**PROBLEM DETAILS**
Continue the first-principles proof below, showing that the derivative of tan x is sec² x, from its last sentence. The listing that follows the proof is not part of this.

**PROVIDED PASSAGE**
The derivative of tan function with respect to a variable is equal to square of secant. If $x$ is a variable, then the tangent function is written as $\tan{x}$. The differentiation of the $\tan{x}$ with respect to $x$ is equal to $\sec^2{x}$ and it can be proved mathematically by first principle.

According to definition of the derivative, the derivative of the function in terms of $x$ can be written in the following limiting operation form.

$\dfrac{d}{dx}{\, f(x)}$ $\,=\,$ $\displaystyle \large \lim_{h \,\to\, 0}{\normalsize \dfrac{f(x+h)-f(x)}{h}}$

If $f{(x)} = \tan{x}$, then $f{(x+h)} = \tan{(x+h)}$. Now, the proof of the differentiation of $\tan{x}$ function with respect to $x$ can be started from first principle.

$\implies$ $\dfrac{d}{dx}{\, (\tan{x})}$ $\,=\,$ $\displaystyle \large \lim_{h \,\to\, 0}{\normalsize \dfrac{\tan{(x+h)}-\tan{x}}{h}}$

The difference of the tan functions in the numerator can be simplified by the quotient rule of sine and cos functions.

$=\,\,\,$ $\displaystyle \large \lim_{h \,\to\, 0}{\normalsize \dfrac{\dfrac{\sin{(x+h)}}{\cos{(x+h)}} -\dfrac{\sin{x}}{\cos{x}}}{h}}$

$=\,\,\,$ $\displaystyle \large \lim_{h \,\to\, 0}{\normalsize \dfrac{\dfrac{\sin{(x+h)}\cos{x}-\cos{(x+h)}\sin{x}}{\cos{(x+h)}\cos{x}}}{h}}$

$=\,\,\,$ $\displaystyle \large \lim_{h \,\to\, 0}{\normalsize \dfrac{\sin{(x+h)}\cos{x}-\cos{(x+h)}\sin{x}}{h\cos{(x+h)}\cos{x}}}$

The trigonometric expression in the numerator is the expansion of the angle difference identity of the sin function.

**DATA**
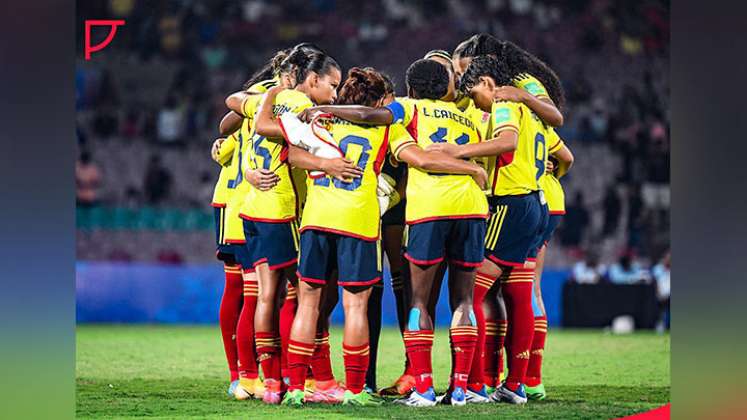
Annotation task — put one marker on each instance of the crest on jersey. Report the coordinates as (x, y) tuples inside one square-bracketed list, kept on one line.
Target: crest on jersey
[(533, 88), (502, 115)]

**EXERCISE ANSWER**
$=\,\,\,$ $\displaystyle \large \lim_{h \,\to\, 0}{\normalsize \dfrac{\sin{(x+h-x)}}{h\cos{(x+h)}\cos{x}}}$

$=\,\,\,$ $\displaystyle \large \lim_{h \,\to\, 0}{\normalsize \require{\cancel} \dfrac{\sin{(\cancel{x}+h-\cancel{x})}}{h\cos{(x+h)}\cos{x}}}$

$=\,\,\,$ $\displaystyle \large \lim_{h \,\to\, 0}{\normalsize \dfrac{\sin{h}}{h\cos{(x+h)}\cos{x}}}$

Now, divide the limit of the function as the limit of product of two functions.

$=\,\,\,$ $\displaystyle \large \lim_{h \,\to\, 0}{\normalsize \Bigg[\dfrac{\sin{h}}{h}}$ $\times$ $\dfrac{1}{\cos{(x+h)}\cos{x}} \Bigg]$

Apply product rule of limits for evaluating limit of the product of the functions.

$=\,\,\,$ $\Bigg(\displaystyle \large \lim_{h \,\to\, 0}{\normalsize \dfrac{\sin{h}}{h}\Bigg)}$ $\times$ $\Bigg(\displaystyle \large \lim_{h \,\to\, 0}{\normalsize \dfrac{1}{\cos{(x+h)}\cos{x}}\Bigg)}$

As per limit of sinx/x as x approaches 0 formula, the limit of the first trigonometric function is equal to one as $h$ tends to zero.

$=\,\,\,$ $1 \times \Bigg(\displaystyle \large \lim_{h \,\to\, 0}{\normalsize \dfrac{1}{\cos{(x+h)}\cos{x}}\Bigg)}$

$=\,\,\,$ $\displaystyle \large \lim_{h \,\to\, 0}{\normalsize \dfrac{1}{\cos{(x+h)}\cos{x}}}$

Now, evaluate the limit of the trigonometric function by the direct substitution method.

$=\,\,\, \dfrac{1}{\cos{(x+0)}\cos{x}}$

$=\,\,\, \dfrac{1}{\cos{x}\cos{x}}$

$\implies$ $\dfrac{d}{dx}{\, (\tan{x})}$ $\,=\,$ $\dfrac{1}{\cos^2{x}}$

The reciprocal of the cosine function is equal to secant as per reciprocal identity of cos function.

$\,\,\, \therefore \,\,\,\,\,\,$ $\dfrac{d}{dx}{\, (\tan{x})}$ $\,=\,$ $\sec^2{x}$

Thus, the derivative of tan function with respect to a variable is equal to square of secant function, is derived mathematically from first principle.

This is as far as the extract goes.